*About this task:* Somewhere below, one line contains "Target: woman's dark hair" and a later line contains "Target: eyeglasses". Output those two lines and everything between them exactly, and nothing else.

*Entries shown:*
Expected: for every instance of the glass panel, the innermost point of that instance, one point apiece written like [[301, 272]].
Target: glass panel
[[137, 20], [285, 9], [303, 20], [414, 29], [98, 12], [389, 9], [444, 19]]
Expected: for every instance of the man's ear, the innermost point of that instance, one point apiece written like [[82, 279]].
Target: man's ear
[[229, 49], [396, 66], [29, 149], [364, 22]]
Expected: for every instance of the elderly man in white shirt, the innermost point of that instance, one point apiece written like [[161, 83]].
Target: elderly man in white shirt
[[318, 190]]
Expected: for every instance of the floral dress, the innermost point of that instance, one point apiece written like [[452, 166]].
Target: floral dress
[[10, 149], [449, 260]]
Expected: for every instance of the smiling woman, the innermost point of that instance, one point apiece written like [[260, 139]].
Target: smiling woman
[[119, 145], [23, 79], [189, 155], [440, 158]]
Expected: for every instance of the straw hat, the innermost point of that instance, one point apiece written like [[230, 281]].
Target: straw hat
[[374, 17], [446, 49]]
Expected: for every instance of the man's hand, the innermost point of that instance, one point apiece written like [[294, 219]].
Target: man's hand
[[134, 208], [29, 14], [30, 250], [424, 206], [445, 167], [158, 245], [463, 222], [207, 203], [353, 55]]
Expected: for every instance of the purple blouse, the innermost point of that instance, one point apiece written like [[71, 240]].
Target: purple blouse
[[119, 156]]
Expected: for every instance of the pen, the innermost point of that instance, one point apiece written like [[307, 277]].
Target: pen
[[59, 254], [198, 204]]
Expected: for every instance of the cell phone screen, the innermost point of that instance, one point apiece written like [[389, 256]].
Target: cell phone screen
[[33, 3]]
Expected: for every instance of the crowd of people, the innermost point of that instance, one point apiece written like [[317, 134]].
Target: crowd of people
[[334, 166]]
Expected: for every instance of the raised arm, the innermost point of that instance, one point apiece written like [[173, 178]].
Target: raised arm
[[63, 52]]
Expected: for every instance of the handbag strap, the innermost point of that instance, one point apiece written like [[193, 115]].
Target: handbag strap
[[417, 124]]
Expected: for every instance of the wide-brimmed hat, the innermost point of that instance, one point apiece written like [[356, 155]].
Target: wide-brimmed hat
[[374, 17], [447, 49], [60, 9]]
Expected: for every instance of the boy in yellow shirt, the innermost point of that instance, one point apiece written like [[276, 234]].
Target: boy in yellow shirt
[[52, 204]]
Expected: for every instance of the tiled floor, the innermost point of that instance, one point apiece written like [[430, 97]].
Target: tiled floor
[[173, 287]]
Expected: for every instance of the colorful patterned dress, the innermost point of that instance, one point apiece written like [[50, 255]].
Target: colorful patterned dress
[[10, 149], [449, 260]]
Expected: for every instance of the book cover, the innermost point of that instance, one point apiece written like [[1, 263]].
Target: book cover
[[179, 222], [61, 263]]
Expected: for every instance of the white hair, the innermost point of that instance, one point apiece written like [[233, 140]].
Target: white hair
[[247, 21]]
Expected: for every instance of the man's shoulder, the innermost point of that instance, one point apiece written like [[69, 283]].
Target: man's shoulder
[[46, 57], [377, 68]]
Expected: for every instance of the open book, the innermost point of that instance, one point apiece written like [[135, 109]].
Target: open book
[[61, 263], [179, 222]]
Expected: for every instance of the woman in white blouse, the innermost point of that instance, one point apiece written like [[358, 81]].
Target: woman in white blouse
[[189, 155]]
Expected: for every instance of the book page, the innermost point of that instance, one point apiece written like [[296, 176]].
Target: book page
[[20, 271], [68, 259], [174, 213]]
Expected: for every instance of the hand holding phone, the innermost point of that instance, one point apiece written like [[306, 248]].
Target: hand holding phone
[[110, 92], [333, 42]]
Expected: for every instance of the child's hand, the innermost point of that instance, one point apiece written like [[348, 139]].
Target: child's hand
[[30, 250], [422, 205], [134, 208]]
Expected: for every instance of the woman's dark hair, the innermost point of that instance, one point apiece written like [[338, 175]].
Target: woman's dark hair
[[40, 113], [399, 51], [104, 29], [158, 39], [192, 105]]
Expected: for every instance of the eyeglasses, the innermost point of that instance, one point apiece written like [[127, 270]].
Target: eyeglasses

==

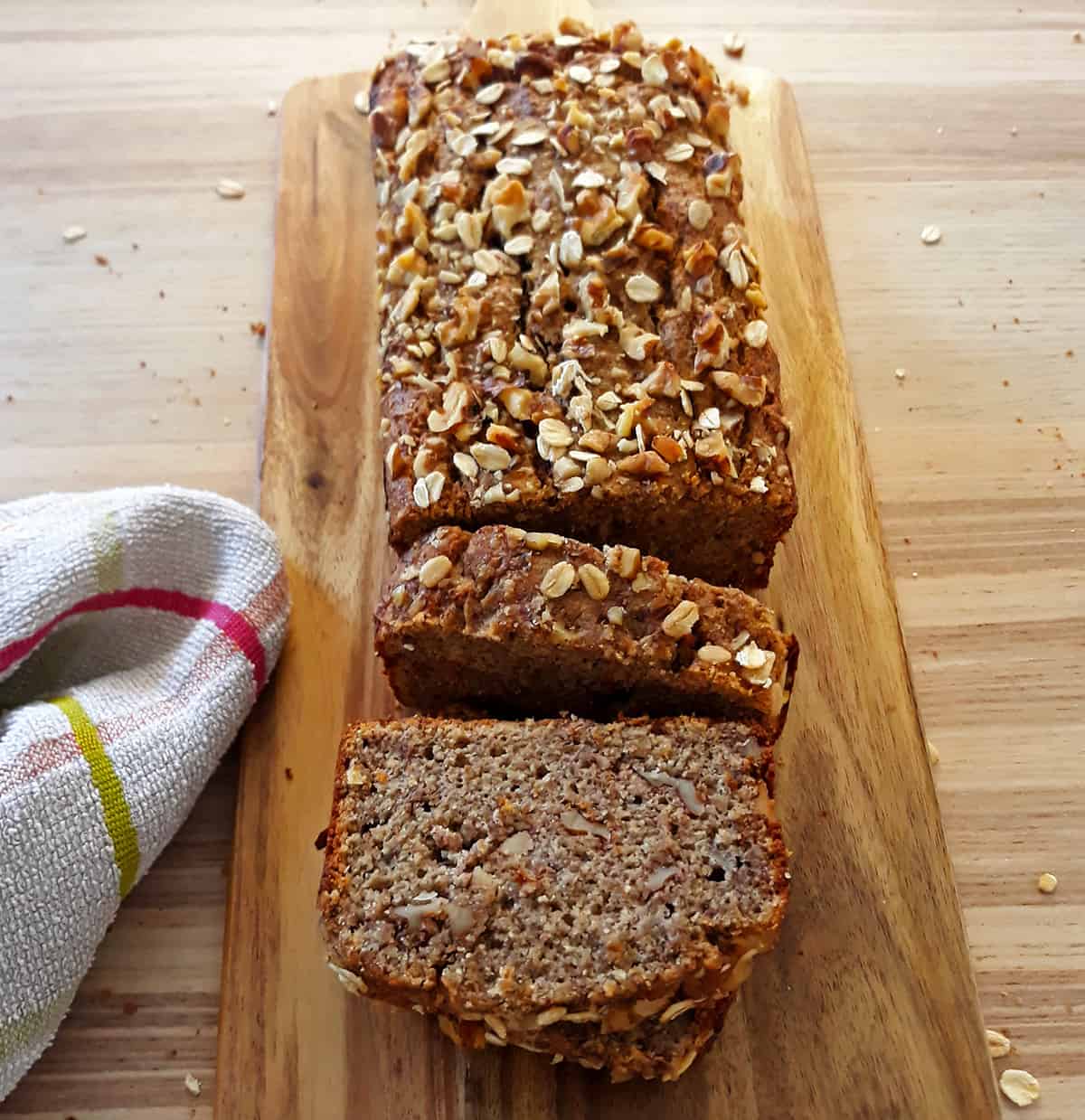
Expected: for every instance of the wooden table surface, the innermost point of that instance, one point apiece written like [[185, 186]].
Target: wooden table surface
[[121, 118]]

---

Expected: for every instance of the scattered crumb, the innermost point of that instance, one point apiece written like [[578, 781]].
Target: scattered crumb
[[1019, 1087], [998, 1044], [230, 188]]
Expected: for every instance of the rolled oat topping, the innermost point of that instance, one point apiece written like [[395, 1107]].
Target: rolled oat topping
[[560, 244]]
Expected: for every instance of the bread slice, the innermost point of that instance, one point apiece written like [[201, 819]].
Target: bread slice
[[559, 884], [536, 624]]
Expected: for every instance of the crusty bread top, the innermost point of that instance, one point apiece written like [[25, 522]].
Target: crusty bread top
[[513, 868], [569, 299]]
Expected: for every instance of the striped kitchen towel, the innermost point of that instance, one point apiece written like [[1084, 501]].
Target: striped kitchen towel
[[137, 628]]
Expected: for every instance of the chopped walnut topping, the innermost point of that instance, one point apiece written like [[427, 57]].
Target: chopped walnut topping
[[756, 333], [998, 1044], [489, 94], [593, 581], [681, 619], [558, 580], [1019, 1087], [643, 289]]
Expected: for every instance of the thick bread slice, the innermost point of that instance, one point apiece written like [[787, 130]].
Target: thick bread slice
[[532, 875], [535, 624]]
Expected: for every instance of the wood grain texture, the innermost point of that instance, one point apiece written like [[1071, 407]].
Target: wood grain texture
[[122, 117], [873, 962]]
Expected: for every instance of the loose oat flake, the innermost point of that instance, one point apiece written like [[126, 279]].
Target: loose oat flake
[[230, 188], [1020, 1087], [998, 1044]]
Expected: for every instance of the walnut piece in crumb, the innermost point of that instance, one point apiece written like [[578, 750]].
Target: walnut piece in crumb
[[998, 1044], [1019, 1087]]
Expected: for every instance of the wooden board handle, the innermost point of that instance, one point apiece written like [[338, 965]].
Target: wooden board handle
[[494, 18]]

*Task answer:*
Target: woman's dark hair
[[40, 113], [399, 51], [104, 29], [158, 39], [192, 105]]
Expected: for every instance of the eyeglasses, the innermost point of that instance, one point apiece written like [[127, 270]].
Target: eyeglasses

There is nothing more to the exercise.